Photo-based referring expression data
----------------
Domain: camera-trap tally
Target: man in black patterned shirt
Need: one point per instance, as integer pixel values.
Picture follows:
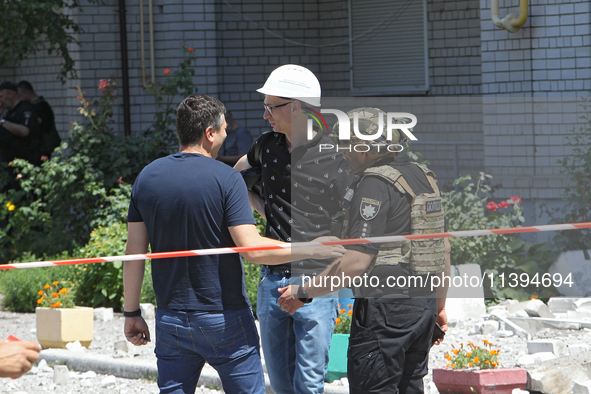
(303, 187)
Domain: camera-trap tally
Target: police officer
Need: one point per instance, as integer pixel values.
(19, 129)
(394, 316)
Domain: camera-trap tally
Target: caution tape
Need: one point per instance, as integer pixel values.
(352, 241)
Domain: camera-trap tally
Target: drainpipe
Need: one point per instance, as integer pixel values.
(124, 68)
(512, 23)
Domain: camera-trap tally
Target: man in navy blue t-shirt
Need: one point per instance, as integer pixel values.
(191, 201)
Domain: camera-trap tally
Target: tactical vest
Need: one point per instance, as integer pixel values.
(424, 256)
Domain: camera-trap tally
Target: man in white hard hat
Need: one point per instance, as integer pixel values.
(298, 206)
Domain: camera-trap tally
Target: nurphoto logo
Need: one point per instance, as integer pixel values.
(394, 121)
----------------
- _Exercise instructions_
A faithful, word-for-word copy of the records above, pictures left out, is the answer.

- _Result for this task_
Domain: camera-trap tally
Target: man in black patterned shirt
Need: one point per instance, as integer pixel values.
Picture follows:
(303, 187)
Domain: camera-trap tally
Target: police officer
Need: one point per instance, as integer pixel values.
(19, 129)
(394, 316)
Domain: camera-trap tally
Target: caution tape
Need: one point per instance, as integer pixel values.
(352, 241)
Domain: camera-trap tally
Target: drainpipe
Need: one point per instance, as integer pixel values.
(124, 68)
(512, 23)
Domain: camera-trap tally
Target: man in navy blue t-shirt
Need: one point per instance, as integer pixel values.
(191, 201)
Domain: camera-trap tally
Target: tactical vest
Need: one point per instance, as integer pixel values.
(424, 256)
Domain: camera-trap tally
Target: man in white hard hat
Need: one point per instance, as integer pixel values.
(298, 206)
Domain: camera-trap tally
Target: nurphoto logo
Need: one point per instance, as integer pixel values.
(394, 121)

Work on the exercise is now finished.